### Extrait du document
☆ ☆ ☆ ☆ ☆ ☆ ☆
Nous voulons remercier tout particulièrement Mme Amiel-Tison qui nous a tant appris sur le nouveau-né et nous a généreusement ouvert les portes de la Maternité Baudelocque.
Les données empiriques exposées dans ce livre sont intimement liées à nos travaux de recherche, aux séminaires et aux discussions menées au Laboratoire de Sciences Cognitives et de Psycholinguistique dont nous tenons à remercier les membres pour leur aide et leur compréhension pendant nos périodes d’indisponibilité, tout particulièrement Susana Franck. Ce livre a également bénéficié de lieux magiques et pleins de beauté : les Chapiats de La Féline sur Allier, le moulin de Vilette, Cosmignon de Loupiac et l’Université d’Arizona. Ils nous ont procuré le recueillement nécessaire à la réflexion et à l’écriture.
Nous tenons également à remercier Jean-Luc Fidel, Abel Gerschenfeld et Germaine Lucas.
 
Les citations extraites d’ouvrages en anglais sont traduites par nos soins. Afin de ne pas surcharger de références le corps du texte, nous renvoyons en note aux auteurs des expériences. Leurs ouvrages sont repris dans la bibliographie.
Avant-propos

Les humains préfèrent offrir des bonbons à leurs enfants que leur arracher les dents. Ils assistent plus volontiers à des matches de tennis qu’à des scènes de torture. La plupart du temps, le meurtre ou la vengeance restent des gestes désespérés. Les vrais sadiques, les meurtriers et les tortionnaires, ceux que la souffrance réjouit, ne sont-ils pas gravement malades ?
☆ ☆ ☆ ☆ ☆ ☆ ☆
### Entrées fournies
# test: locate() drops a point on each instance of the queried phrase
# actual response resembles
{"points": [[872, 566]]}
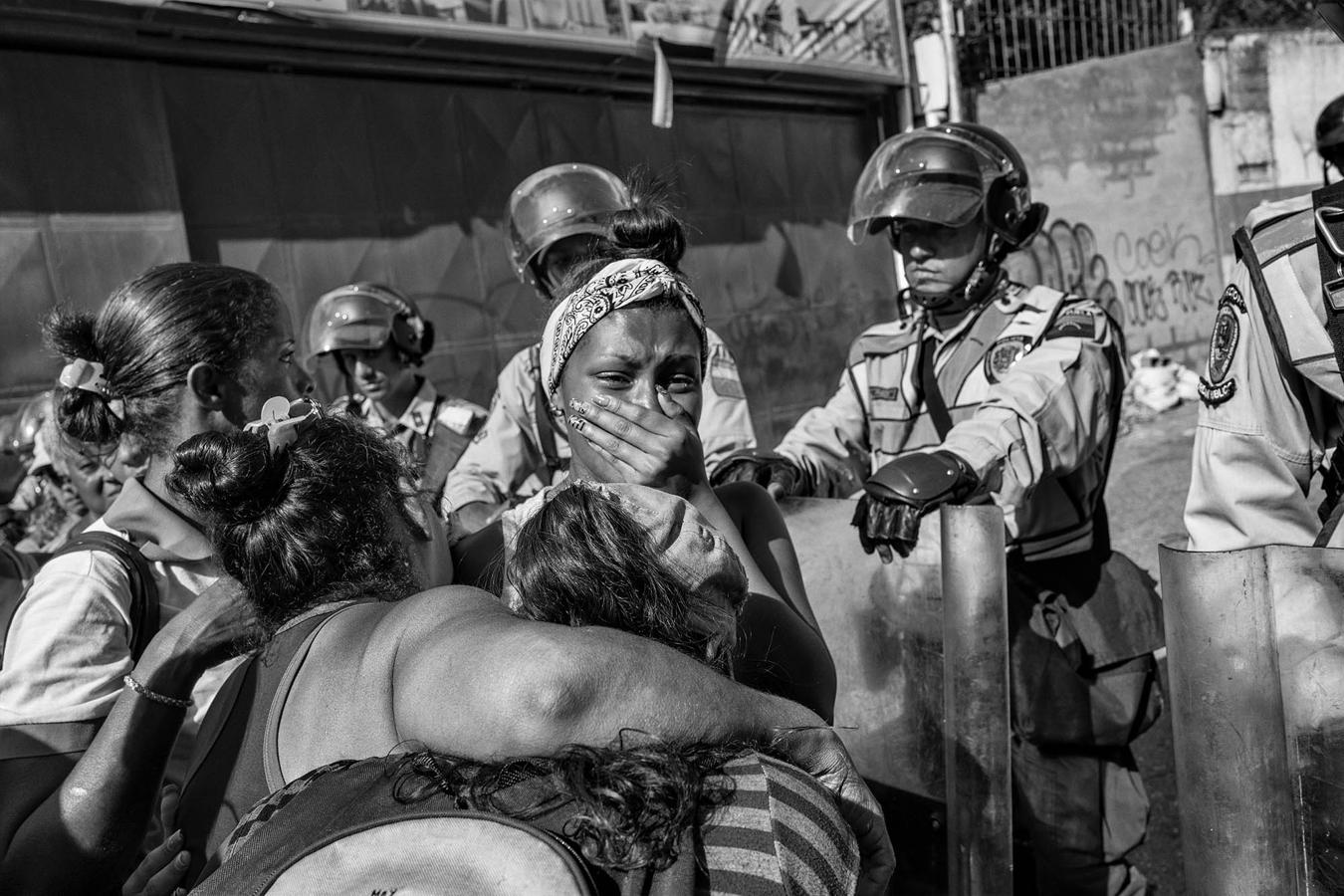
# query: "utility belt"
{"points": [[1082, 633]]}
☆ ☆ ☆ ☆ ☆ ☆ ☆
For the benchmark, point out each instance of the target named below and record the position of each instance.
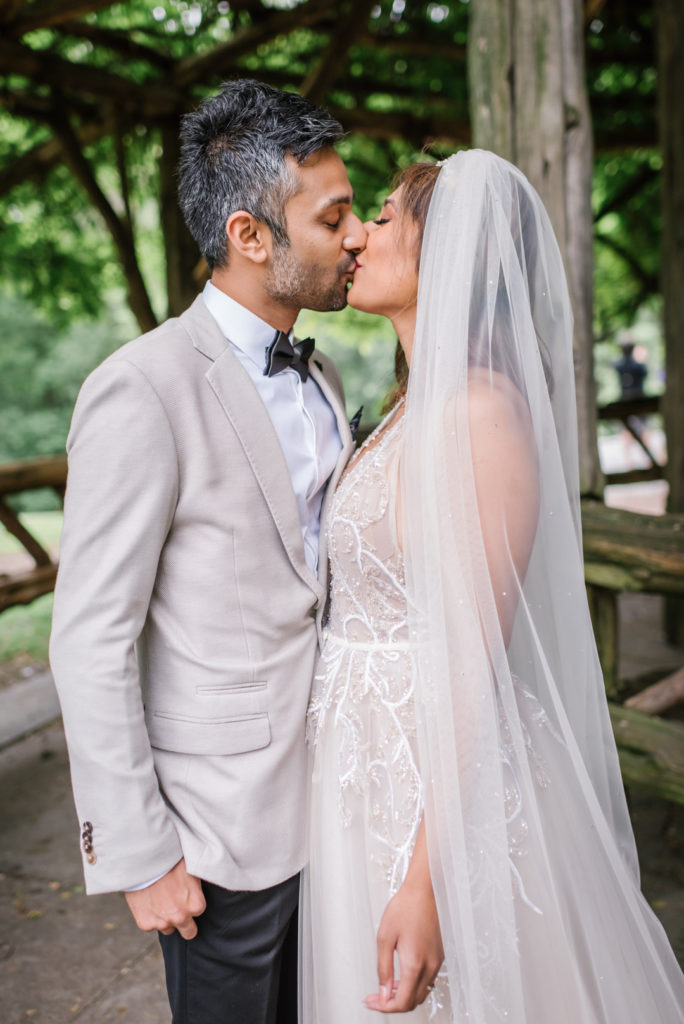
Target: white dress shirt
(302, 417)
☆ ☆ ☆ ☆ ☆ ☆ ☆
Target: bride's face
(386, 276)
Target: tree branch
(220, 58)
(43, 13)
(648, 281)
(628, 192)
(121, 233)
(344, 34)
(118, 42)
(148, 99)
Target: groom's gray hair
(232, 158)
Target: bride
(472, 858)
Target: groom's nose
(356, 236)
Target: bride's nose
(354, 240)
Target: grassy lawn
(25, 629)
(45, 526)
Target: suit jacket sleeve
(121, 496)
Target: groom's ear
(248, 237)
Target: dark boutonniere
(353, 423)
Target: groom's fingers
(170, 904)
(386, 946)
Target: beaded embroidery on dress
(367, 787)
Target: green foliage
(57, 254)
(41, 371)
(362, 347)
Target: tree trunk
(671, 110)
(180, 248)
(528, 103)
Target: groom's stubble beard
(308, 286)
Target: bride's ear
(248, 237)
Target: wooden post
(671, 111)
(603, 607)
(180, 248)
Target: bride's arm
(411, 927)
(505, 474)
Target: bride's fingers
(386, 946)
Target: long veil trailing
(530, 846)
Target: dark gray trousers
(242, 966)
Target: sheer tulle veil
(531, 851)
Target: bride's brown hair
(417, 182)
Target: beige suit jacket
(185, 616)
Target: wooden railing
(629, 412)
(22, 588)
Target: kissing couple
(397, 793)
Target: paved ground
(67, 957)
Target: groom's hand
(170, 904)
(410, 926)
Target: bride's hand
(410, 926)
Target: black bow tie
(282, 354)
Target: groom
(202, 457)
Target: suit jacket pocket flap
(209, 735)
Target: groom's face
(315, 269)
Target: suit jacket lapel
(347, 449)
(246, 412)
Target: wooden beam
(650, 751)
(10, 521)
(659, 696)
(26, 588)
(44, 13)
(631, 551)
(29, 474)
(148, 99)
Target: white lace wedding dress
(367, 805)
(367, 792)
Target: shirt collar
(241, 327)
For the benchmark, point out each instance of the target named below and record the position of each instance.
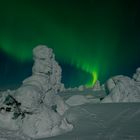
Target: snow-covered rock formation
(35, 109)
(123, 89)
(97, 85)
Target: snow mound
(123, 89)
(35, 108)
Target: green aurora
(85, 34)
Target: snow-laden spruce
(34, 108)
☆ ☆ ☆ ☆ ☆ ☆ ☆
### Travaux demandés
• a. Répondez à ces questions sur l'extrait du document :
(i) Quelle maternité Mme Amiel-Tison a-t-elle ouverte aux auteurs ?
(ii) Quel membre du laboratoire est remercié tout particulièrement ?
(iii) Qui a traduit les citations extraites d'ouvrages en anglais ?
• b. Relevez dans l'extrait du document tous les lieux qualifiés de « magiques et pleins de beauté ».
• c. Reprenez l'avant-propos sur la souffrance et la cruauté humaines, à la suite de sa dernière phrase.

### Résultats par tâche
• a.
(i) La Maternité Baudelocque.
(ii) Susana Franck.
(iii) Les auteurs eux-mêmes.

• b. Les Chapiats de La Féline sur Allier, le moulin de Vilette, Cosmignon de Loupiac, l'Université d'Arizona.

• c.
Nombre d’animaux sont carnivores. Le lion dévore des antilopes et des gazelles, le chat s’accommode de souris et de moineaux, l’homme mange de la viande et du poisson, parfois même crus, ou des coquillages vivants. Mais l’anthropophagie, partout où elle est attestée, demeure un acte exceptionnel, singularisé, ritualisé et chargé de connotations symboliques : la chair humaine n’est l’ordinaire d’aucune société connue.
Pourquoi sommes-nous ainsi dégoûtés par le sang et la chair de nos congénères et non par la viande du boucher ? Sans doute parce que nous entretenons avec eux des liens privilégiés. Encore faut-il que nous nous reconnaissions tous comme des semblables, comme les membres d’une même espèce définie par certains caractères stables.
Les hommes ne sont pas identiques, mais ils se ressemblent beaucoup. Que nos yeux soient bridés ou non, que notre épiderme soit pâle ou foncé, que notre corps soit velu ou glabre, ce qui nous unit l’emporte sur ce qui nous sépare : nous avons tous une bouche, deux yeux, un nez, un menton, deux jambes sur lesquelles nous marchons, deux bras, deux mains, deux fois cinq doigts, qui nous confèrent une apparence humaine typique, distincte de la physionomie des chevaux, par exemple. Mais si nous éprouvons de la pitié ou même du dégoût pour l’homme-tronc aperçu au détour d’une rue ou pour l’homme-éléphant au cinéma, nous ne les jugeons pas moins hommes. Une sculpture du Musée Grévin peut susciter l’étonnement et l’admiration. Jamais nous ne lui adresserons la parole. Les ressemblances qui nous unissent ne sont donc pas seulement physiques. Reconnaître autrui comme son semblable, c’est aussi, et peut-être surtout, lui prêter un certain nombre de caractères psychologiques qui, au même titre que les éléments clés de notre physiologie, sont communs à tous les membres de l’espèce et constituent la nature humaine .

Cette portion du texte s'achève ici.